Ausgewählter Auszug:

+++

27.000 Einwendungen gegen Augsburger Müllverbrennungsanlage / Eklat bei Anhörung: Hauptthema erst zum Schluß / Gegner stellen Strafanzeige / Rechtsstellung der Einwender wird verbessert / Erster Erfolg: Sicherheitsanalyse Pflicht  ■  Aus Augsburg Luitgard Koch

Die bayerische Staatsregierung setzt nach wie vor voll auf Müllverbrennung. Doch in der vergangenen Zeit häufen sich die Bürgerproteste dagegen. Ob im schwäbischen Neu-Ulm oder rund um den konservativ-katholischen Wallfahrtsort Altötting, die Bürger wollen sich nicht mehr ohne weiteres Luft und Boden verpesten lassen. Längst hat sich der Widerstand organisiert. 32 bayerische Müllinitiativen gründeten im Mai vergangenen Jahres im oberbayerischen Ingolstadt den Verein „Das bessere Müllkonzept“. Inzwischen hat der Dachverband 20.000 Mitglieder, die Zahl der Initiativen hat sich verdoppelt.

+++

Aufgabe A: Welche Zeilen der Datensätze enthalten die Zeichenfolge „rocky“? Trage alle diese Zeilen vollständig zusammen.
Der Auszug und die Datensätze haben inhaltlich nichts miteinander zu tun.

+++

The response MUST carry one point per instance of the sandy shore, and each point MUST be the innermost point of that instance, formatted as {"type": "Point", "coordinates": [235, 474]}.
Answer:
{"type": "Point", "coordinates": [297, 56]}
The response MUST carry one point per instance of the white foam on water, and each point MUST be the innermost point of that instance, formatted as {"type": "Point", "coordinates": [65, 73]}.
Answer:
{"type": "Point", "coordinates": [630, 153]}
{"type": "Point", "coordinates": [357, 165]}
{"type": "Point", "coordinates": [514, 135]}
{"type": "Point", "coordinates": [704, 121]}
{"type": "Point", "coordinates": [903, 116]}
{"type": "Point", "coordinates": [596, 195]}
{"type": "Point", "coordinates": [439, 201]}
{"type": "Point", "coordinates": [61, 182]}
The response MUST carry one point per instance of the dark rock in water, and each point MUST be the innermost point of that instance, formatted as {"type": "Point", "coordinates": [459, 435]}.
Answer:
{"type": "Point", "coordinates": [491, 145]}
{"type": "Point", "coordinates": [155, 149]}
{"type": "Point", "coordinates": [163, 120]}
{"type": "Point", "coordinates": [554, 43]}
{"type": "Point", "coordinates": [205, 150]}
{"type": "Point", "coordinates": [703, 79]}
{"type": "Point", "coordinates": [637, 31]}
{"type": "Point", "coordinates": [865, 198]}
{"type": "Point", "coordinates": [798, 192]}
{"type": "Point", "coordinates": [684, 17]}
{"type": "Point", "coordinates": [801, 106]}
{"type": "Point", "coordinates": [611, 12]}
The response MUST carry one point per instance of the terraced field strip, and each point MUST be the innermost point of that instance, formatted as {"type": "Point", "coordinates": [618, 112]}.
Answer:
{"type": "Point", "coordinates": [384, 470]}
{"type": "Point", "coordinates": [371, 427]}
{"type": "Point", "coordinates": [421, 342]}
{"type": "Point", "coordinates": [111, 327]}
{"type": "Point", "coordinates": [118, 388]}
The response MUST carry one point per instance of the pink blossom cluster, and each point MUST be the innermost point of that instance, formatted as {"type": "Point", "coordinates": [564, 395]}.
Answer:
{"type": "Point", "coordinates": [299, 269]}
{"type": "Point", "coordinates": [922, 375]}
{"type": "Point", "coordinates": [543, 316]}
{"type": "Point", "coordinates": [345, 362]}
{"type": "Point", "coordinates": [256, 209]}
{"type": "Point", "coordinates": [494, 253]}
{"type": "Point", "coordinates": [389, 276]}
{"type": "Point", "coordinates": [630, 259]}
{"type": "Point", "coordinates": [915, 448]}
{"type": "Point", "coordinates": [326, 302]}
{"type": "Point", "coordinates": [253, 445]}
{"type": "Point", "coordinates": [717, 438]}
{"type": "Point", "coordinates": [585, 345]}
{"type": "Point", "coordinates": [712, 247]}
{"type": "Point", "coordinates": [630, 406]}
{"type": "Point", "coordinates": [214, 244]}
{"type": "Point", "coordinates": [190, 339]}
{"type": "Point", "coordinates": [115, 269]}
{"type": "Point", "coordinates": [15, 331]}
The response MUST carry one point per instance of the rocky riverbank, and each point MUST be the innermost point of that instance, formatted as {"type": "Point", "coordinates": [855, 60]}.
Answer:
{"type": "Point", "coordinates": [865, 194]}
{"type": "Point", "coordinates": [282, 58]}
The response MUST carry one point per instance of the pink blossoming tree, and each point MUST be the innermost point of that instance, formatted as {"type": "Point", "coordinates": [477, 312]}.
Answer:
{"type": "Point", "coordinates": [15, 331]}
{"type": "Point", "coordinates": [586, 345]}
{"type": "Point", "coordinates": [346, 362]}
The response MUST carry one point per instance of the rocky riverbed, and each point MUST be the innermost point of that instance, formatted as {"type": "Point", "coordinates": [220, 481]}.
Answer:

+++

Aufgabe B: Wie lässt sich der Absatz des Auszugs über die Müllverbrennung, der mit „Die bayerische Staatsregierung setzt“ beginnt, knapper fassen? Gib eine kürzere Fassung, die seine wesentlichen Fakten behält.

Vollständige Lösung A:
The response MUST carry one point per instance of the rocky riverbank, and each point MUST be the innermost point of that instance, formatted as {"type": "Point", "coordinates": [855, 60]}.
The response MUST carry one point per instance of the rocky riverbed, and each point MUST be the innermost point of that instance, formatted as {"type": "Point", "coordinates": [220, 481]}.

Vollständige Lösung B: Die bayerische Staatsregierung setzt weiterhin voll auf Müllverbrennung, doch die Bürgerproteste nehmen zu, etwa in Neu-Ulm und rund um Altötting. Der Widerstand ist längst organisiert: 32 bayerische Müllinitiativen gründeten im Mai vergangenen Jahres in Ingolstadt den Verein „Das bessere Müllkonzept“. Der Dachverband zählt inzwischen 20.000 Mitglieder, und die Zahl der Initiativen hat sich verdoppelt.